[START OF Text to read]

Written by Jimit Mehta | Apr 30, 2026 7:18:58 AM

Every B2B SaaS company has an ICP document. Most of them are aspirational rather than empirical: built from the founder’s intuition, adjusted by marketing’s content strategy, and eventually ignored by the sales team who go after any company that will take a meeting.

The problem with a hypothesis-based ICP is that it gets stale. Markets shift. Your product evolves. The customers who were a perfect fit at Series A look different from the customers who drive the best retention metrics at Series C. And yet the ICP doc sits in Notion, unchanged, gradually diverging from reality.

Refining your ICP with closed data changes the relationship. Instead of describing who you think you should sell to, you are describing who you have actually sold to successfully and why. The result is a sharper targeting model, lower customer acquisition costs, and better retention because you are acquiring customers who are genuinely suited to your product.

This playbook walks through the full refinement process.

When to Do an ICP Refinement

ICP refinement is not a once-a-year exercise. The right cadence depends on your stage and the speed at which your market and product are changing.

Do a full ICP refinement when: - You have just hit 100 paying customers and have enough data to build a statistically meaningful view of what your best customers look like - Customer churn is running above your target and you suspect you are closing wrong-fit accounts - Your win rate is declining and you cannot explain it by changes in competition or pricing - The sales team and marketing team are arguing about lead quality (this is almost always an ICP alignment problem) - You have launched a major new product capability that changes who you are most valuable to

Do a quarterly ICP audit when: - You have a defined ICP and want to check whether the data from the most recent quarter is consistent with the existing definition - You have onboarded a meaningful number of new customers and want to see if the cohort looks like your ICP

Step 1: Pull and Segment Your Closed-Won Data

Start with your CRM. Pull all closed-won deals from the last 12 to 18 months. For each deal, capture:

  • Company name and domain
  • Industry and sub-industry
  • Employee count at time of close
  • Annual recurring revenue at time of close (or estimated)
  • ACV of the deal
  • Sales cycle length (days from opportunity created to closed-won)
  • Lead source (how did the account first come to us?)
  • Which product or package they bought
  • The primary use case they bought for
  • Contract length

Now layer in the customer success data: - Current retention status (active, churned, expanded, contracted) - Current ARR (to see if they expanded or contracted from the initial deal) - NPS or CSAT score if available - Time to first value (how long did it take them to activate and get results?)

Create three customer cohorts:

Cohort 1 (your best customers): High ACV, expanding ARR, high NPS/CSAT, fast time to first value, short sales cycle. These are the customers you want more of.

Cohort 2 (average customers): Close to median on all metrics. Retained but not growing, average NPS, average sales cycle.

[END OF Text to read]
[START OF Listing]

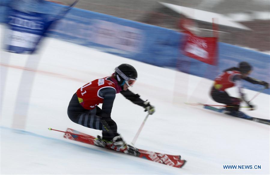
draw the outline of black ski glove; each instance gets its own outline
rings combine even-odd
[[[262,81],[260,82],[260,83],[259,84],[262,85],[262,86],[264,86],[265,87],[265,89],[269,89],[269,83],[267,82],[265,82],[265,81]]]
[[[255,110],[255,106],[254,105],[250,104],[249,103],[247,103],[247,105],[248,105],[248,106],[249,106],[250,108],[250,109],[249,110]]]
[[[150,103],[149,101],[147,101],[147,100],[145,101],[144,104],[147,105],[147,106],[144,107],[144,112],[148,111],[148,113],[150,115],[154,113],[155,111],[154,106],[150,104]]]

[END OF Listing]
[START OF Listing]

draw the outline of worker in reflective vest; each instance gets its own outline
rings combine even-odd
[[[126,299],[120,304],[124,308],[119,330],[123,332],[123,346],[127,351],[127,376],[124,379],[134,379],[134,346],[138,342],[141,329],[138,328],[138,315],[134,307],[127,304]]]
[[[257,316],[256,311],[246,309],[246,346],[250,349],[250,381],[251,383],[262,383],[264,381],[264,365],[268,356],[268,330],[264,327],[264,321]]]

[END OF Listing]
[START OF Listing]

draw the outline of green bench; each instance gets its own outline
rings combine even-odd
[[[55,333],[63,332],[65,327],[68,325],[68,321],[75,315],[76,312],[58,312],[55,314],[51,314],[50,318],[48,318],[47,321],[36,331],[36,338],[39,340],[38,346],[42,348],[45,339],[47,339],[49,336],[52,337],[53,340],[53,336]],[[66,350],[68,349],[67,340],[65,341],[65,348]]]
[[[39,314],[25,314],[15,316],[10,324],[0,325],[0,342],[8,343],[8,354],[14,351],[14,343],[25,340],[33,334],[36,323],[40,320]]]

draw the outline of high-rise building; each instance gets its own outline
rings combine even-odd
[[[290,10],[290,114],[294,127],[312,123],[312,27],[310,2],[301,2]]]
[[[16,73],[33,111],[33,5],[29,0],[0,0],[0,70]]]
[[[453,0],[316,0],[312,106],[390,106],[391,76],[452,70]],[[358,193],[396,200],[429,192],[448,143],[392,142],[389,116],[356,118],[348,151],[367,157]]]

[END OF Listing]

* **Requirements**:
#1 List every line in the records that contains the word "draw".
#2 Continue the text on refining an ideal customer profile from the point where it stops.

* **Written answers**:
#1
draw the outline of black ski glove; each instance gets its own outline
draw the outline of worker in reflective vest; each instance gets its own outline
draw the outline of green bench; each instance gets its own outline
draw the outline of high-rise building; each instance gets its own outline

#2
Cohort 3 (problematic customers): Churned, contracted, low NPS, long time to first value, or involved in significant support escalations.

Step 2: Find the Patterns in Your Best Customers

Analyze Cohort 1 in detail. Look for the patterns that distinguish your best customers from the average.

Firmographic patterns:

  • What industries are most heavily represented?
  • What is the employee count range?
  • What is the revenue range (estimated)?
  • What geographies?
  • What is the funding stage or ownership structure (bootstrap, VC-backed, PE-backed, public)?

Run this analysis in a spreadsheet if your CRM does not support it natively. Create a frequency distribution for each dimension. You are looking for clustering: if 70% of your best customers are Series B to Series C B2B SaaS companies, that is a strong ICP signal. If they are evenly distributed across all stages, that dimension may not be a useful ICP filter.

Technographic patterns:

What technology do your best customers use? Specifically, what CRM, marketing automation platform, analytics stack, and category-adjacent tools do they have?

Pull technographic data from an enrichment provider or from your own product integration data. If your product has integrations, look at which integrations your best customers have enabled. A company that has both Salesforce and Marketo and has enabled your Salesforce integration is probably a better fit than a company running spreadsheets.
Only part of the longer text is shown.